(Dataset excerpts Opens)

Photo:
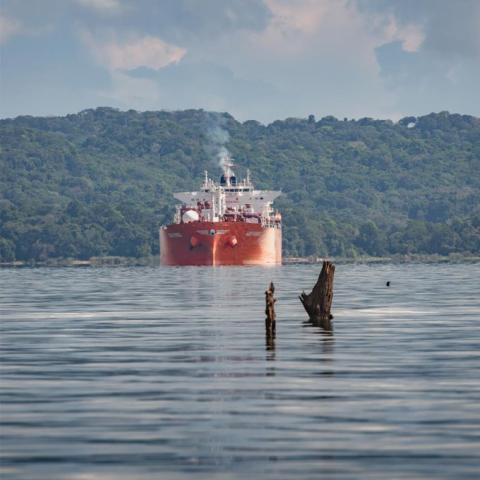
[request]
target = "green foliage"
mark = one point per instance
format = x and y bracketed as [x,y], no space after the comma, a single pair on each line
[100,182]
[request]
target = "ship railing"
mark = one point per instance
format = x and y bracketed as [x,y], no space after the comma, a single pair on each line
[270,223]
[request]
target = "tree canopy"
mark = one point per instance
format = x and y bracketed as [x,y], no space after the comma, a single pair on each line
[100,182]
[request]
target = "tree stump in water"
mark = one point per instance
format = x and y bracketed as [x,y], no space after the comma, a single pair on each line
[319,302]
[270,311]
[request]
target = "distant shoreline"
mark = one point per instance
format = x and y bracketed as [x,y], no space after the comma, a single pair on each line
[154,261]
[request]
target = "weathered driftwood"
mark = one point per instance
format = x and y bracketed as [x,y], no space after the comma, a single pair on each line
[318,303]
[270,310]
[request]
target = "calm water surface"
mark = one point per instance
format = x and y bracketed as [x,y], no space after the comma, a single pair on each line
[146,373]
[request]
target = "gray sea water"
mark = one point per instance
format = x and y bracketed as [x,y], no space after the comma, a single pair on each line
[146,373]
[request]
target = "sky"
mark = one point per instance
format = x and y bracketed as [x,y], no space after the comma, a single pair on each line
[256,59]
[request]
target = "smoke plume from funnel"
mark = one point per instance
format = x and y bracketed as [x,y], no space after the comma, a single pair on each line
[218,137]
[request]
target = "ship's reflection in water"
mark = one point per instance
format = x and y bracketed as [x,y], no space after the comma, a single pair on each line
[152,373]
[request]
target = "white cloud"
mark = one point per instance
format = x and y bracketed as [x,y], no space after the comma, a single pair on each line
[410,35]
[8,28]
[148,51]
[101,5]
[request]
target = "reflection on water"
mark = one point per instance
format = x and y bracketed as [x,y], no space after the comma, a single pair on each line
[150,373]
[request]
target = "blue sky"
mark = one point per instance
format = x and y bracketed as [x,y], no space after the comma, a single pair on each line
[257,59]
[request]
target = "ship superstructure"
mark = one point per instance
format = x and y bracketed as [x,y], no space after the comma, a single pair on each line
[229,223]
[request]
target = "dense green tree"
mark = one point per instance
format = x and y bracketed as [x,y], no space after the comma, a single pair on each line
[100,182]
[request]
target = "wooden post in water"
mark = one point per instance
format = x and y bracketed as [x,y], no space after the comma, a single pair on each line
[319,302]
[270,311]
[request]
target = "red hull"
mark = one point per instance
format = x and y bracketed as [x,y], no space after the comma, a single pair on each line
[220,243]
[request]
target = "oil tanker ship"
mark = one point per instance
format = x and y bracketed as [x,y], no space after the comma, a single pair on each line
[229,223]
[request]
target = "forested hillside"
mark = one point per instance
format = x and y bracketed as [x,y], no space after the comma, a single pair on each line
[100,182]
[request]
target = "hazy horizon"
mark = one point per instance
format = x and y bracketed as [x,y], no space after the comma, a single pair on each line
[255,59]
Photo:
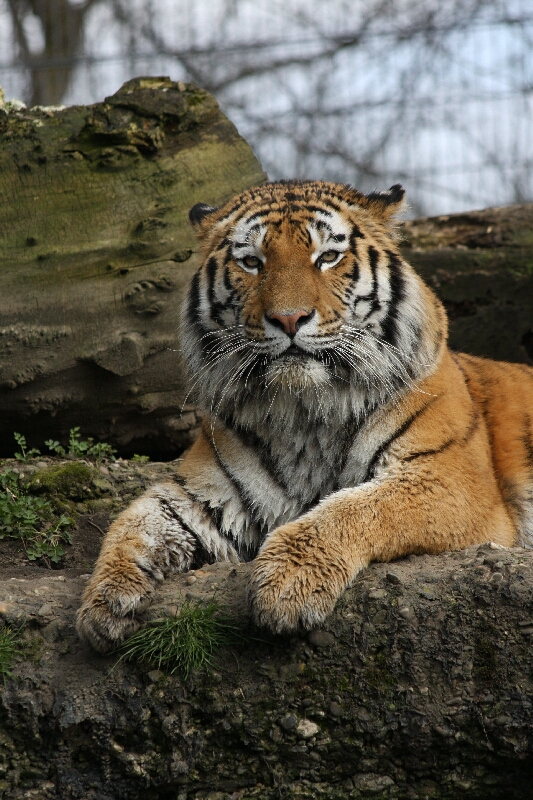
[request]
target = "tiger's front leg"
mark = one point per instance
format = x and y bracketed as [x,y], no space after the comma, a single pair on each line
[160,532]
[304,566]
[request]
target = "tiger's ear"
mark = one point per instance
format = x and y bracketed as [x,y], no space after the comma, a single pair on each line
[199,214]
[386,204]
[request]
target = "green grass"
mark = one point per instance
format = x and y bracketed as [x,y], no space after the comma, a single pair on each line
[32,520]
[10,648]
[185,643]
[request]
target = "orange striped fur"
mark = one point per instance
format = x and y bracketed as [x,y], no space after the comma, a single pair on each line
[338,428]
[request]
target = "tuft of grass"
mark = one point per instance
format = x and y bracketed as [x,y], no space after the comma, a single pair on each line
[82,447]
[24,454]
[187,642]
[10,648]
[137,459]
[32,520]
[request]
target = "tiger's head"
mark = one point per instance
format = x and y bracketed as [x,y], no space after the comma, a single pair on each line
[302,287]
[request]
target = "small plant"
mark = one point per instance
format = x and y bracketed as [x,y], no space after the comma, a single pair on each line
[184,643]
[10,648]
[33,520]
[82,447]
[55,447]
[24,454]
[136,459]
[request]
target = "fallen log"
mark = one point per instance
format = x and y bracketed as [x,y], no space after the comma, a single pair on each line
[96,251]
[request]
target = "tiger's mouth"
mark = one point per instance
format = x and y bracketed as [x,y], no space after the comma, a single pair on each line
[294,350]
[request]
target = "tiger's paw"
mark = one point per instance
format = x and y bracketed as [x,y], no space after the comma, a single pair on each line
[296,580]
[112,609]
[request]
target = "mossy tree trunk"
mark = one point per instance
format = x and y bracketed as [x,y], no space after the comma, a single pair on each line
[96,252]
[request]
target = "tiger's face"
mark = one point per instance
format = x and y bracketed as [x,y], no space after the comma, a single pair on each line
[302,285]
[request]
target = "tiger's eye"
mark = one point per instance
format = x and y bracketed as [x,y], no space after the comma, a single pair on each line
[252,262]
[329,256]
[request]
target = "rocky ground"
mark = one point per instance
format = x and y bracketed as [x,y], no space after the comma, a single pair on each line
[419,686]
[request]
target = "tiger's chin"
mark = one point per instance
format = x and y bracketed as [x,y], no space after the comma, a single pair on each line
[296,374]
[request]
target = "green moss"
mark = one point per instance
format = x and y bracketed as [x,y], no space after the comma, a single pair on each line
[74,481]
[378,675]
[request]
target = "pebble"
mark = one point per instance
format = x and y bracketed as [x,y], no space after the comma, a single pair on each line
[393,578]
[335,709]
[306,729]
[289,722]
[320,638]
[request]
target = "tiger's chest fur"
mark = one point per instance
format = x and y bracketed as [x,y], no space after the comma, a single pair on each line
[307,338]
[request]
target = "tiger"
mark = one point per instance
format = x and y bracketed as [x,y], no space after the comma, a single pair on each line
[337,427]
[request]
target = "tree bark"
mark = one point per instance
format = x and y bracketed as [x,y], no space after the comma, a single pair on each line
[418,686]
[96,254]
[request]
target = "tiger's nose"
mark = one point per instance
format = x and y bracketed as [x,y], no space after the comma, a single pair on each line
[291,322]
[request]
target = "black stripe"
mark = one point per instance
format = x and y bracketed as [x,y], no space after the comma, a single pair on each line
[201,554]
[317,209]
[193,300]
[397,286]
[397,433]
[528,439]
[211,270]
[250,439]
[355,234]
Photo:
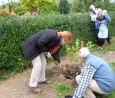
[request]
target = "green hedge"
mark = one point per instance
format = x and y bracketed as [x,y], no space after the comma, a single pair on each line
[14,30]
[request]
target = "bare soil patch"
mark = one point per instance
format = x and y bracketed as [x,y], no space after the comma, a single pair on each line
[16,86]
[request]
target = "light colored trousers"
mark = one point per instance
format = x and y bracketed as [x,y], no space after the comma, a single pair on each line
[38,70]
[92,87]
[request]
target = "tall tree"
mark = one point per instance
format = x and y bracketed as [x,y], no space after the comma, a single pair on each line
[63,7]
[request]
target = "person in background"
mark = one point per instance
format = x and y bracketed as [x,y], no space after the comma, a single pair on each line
[44,43]
[96,76]
[101,23]
[93,15]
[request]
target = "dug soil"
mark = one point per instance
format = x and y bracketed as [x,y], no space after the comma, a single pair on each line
[17,86]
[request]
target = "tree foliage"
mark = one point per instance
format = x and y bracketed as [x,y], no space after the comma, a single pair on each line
[63,7]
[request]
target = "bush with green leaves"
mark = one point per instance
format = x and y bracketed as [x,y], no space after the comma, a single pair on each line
[14,31]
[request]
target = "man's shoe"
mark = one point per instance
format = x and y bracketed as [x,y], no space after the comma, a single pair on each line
[35,89]
[45,82]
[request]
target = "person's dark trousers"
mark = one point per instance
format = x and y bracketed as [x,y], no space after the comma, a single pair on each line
[95,30]
[101,41]
[96,34]
[108,40]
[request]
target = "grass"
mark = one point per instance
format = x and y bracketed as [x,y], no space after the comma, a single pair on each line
[63,90]
[106,48]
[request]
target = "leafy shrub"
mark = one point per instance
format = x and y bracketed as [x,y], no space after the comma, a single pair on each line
[14,30]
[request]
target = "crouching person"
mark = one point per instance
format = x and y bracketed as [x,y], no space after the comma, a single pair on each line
[96,76]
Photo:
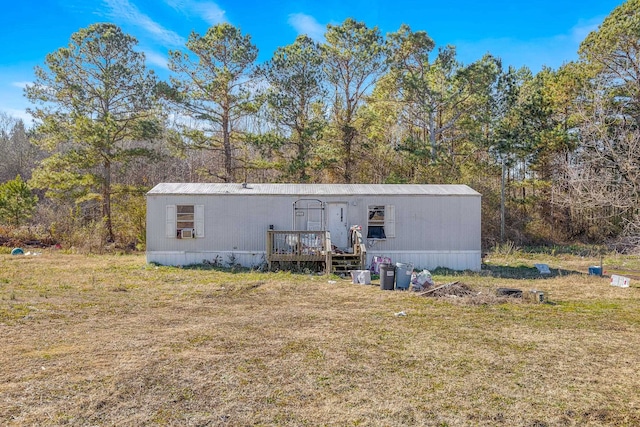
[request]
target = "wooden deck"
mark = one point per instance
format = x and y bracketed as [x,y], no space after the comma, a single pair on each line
[300,247]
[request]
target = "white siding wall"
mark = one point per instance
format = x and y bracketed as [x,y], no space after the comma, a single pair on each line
[430,231]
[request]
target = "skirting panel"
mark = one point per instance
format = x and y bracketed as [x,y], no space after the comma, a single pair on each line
[455,260]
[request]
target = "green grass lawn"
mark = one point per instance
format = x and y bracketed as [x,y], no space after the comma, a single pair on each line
[109,340]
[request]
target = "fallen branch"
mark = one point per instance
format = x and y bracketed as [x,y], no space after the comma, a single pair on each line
[439,287]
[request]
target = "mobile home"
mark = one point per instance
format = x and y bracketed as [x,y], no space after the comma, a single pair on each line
[426,225]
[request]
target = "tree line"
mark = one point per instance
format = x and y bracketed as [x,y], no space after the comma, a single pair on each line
[555,154]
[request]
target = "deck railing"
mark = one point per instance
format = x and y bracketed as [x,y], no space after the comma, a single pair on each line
[298,246]
[304,246]
[359,248]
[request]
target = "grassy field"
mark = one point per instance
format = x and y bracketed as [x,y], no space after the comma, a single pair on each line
[109,340]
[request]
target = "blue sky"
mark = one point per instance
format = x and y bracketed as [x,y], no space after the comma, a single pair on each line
[532,33]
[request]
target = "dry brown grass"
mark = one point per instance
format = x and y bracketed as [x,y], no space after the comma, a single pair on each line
[111,341]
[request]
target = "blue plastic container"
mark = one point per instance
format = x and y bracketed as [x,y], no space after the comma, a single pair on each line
[403,275]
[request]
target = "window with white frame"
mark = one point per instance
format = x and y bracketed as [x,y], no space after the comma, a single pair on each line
[381,222]
[185,221]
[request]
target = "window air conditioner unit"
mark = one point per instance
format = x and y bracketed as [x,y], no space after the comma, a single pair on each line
[187,233]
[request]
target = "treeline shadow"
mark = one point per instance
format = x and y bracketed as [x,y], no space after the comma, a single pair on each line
[507,272]
[523,272]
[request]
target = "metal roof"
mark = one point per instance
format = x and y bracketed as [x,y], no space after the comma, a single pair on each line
[312,189]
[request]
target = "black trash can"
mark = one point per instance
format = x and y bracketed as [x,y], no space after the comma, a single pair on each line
[387,276]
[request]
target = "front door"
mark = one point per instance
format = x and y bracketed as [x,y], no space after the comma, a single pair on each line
[337,224]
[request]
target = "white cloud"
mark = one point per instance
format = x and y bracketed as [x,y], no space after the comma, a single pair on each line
[208,11]
[306,24]
[551,51]
[123,9]
[157,59]
[582,29]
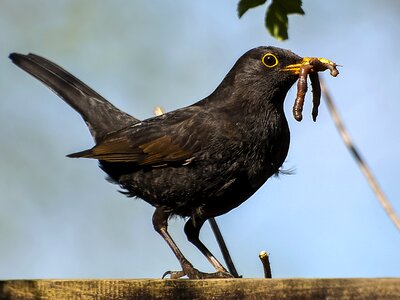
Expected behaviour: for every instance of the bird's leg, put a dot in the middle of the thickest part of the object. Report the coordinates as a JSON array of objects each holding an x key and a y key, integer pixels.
[
  {"x": 192, "y": 230},
  {"x": 160, "y": 223}
]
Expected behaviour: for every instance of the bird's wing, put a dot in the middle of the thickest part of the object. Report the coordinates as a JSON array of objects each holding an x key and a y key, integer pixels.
[{"x": 165, "y": 141}]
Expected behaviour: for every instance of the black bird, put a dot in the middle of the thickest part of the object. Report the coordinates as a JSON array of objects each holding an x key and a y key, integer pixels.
[{"x": 196, "y": 162}]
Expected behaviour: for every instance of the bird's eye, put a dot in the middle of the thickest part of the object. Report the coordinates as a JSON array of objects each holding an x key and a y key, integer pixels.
[{"x": 270, "y": 60}]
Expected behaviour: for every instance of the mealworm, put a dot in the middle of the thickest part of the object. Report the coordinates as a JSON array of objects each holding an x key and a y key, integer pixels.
[
  {"x": 312, "y": 68},
  {"x": 301, "y": 92},
  {"x": 316, "y": 91}
]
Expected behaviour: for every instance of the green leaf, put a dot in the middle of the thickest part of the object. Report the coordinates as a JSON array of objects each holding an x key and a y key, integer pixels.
[
  {"x": 245, "y": 5},
  {"x": 276, "y": 18}
]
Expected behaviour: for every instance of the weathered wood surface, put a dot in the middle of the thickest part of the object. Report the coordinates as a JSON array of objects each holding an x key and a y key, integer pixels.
[{"x": 351, "y": 288}]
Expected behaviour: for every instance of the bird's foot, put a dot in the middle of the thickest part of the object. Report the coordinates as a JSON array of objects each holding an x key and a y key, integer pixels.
[{"x": 193, "y": 273}]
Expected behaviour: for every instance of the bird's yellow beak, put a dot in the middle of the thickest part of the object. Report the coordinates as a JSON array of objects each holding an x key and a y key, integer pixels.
[{"x": 314, "y": 65}]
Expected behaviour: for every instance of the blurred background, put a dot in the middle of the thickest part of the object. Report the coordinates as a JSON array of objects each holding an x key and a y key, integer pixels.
[{"x": 59, "y": 218}]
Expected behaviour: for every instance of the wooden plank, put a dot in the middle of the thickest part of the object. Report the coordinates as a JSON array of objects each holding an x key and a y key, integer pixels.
[{"x": 346, "y": 288}]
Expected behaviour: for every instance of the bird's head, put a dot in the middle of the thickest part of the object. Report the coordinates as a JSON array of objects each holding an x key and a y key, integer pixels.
[
  {"x": 268, "y": 73},
  {"x": 273, "y": 67}
]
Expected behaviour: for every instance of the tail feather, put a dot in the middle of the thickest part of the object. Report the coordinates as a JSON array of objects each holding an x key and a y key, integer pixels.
[{"x": 100, "y": 115}]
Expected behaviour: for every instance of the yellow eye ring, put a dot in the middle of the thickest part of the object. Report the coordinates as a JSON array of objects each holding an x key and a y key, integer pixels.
[{"x": 269, "y": 60}]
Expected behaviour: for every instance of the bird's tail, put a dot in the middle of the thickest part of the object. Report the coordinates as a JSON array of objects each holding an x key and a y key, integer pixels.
[{"x": 100, "y": 115}]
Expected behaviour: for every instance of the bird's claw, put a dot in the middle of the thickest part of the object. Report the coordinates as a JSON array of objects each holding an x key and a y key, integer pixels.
[{"x": 193, "y": 273}]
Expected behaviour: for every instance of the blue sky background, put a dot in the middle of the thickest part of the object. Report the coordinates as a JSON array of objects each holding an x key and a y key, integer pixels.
[{"x": 59, "y": 218}]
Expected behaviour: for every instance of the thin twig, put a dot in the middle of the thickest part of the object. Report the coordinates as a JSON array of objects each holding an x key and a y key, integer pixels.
[
  {"x": 357, "y": 157},
  {"x": 264, "y": 257}
]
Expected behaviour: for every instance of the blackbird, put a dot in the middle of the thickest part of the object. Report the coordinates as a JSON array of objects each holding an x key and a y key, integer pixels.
[{"x": 197, "y": 162}]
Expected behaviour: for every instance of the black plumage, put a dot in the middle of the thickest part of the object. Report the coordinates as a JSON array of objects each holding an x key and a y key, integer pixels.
[{"x": 199, "y": 161}]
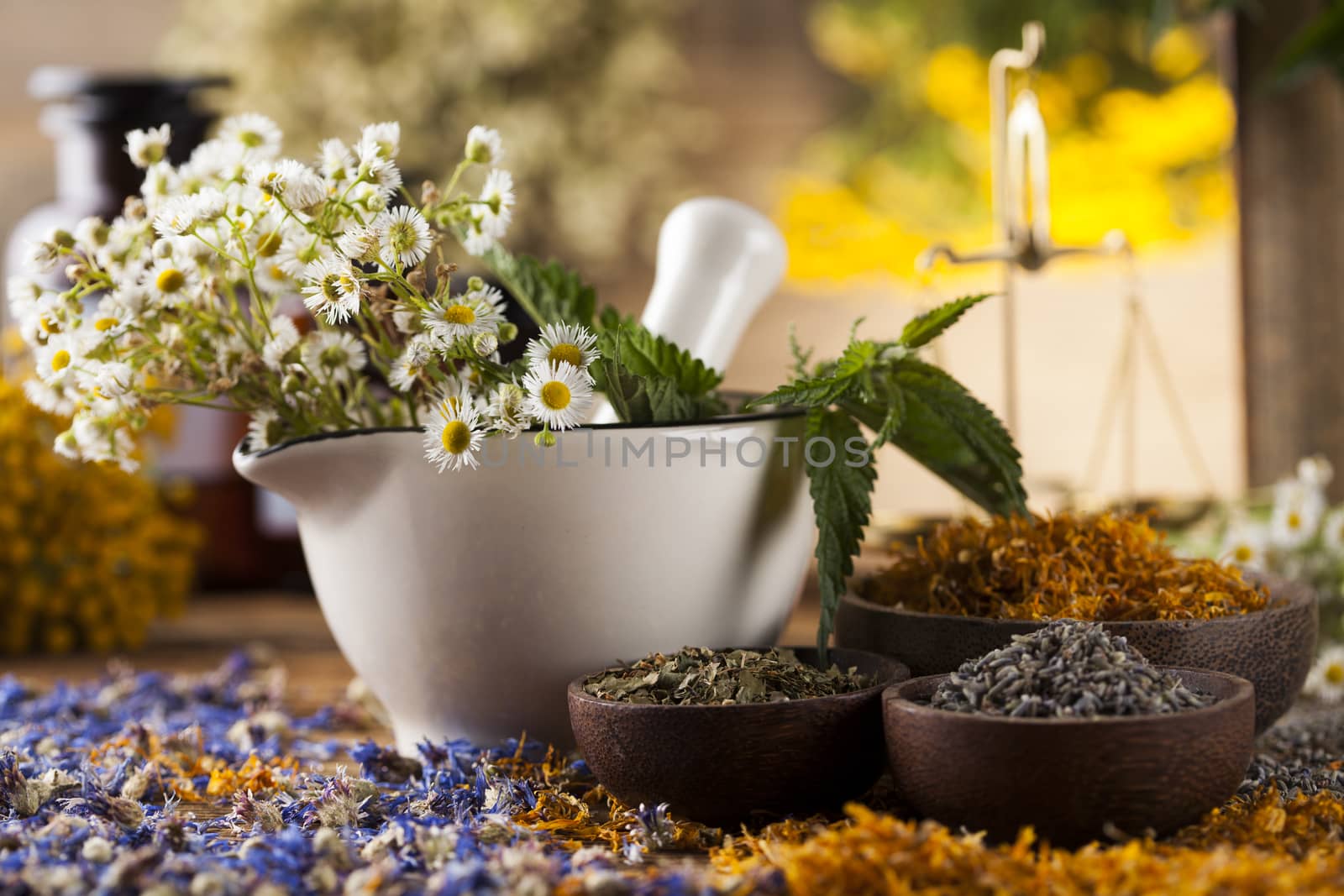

(Dataset excerpts Closes)

§ Your objective: Match on "ship": copy every line in the records that has it.

§ Response to this exercise:
target = "ship railing"
target = "ship's reflection in water"
target = "ship superstructure"
target = "oil tanker ship"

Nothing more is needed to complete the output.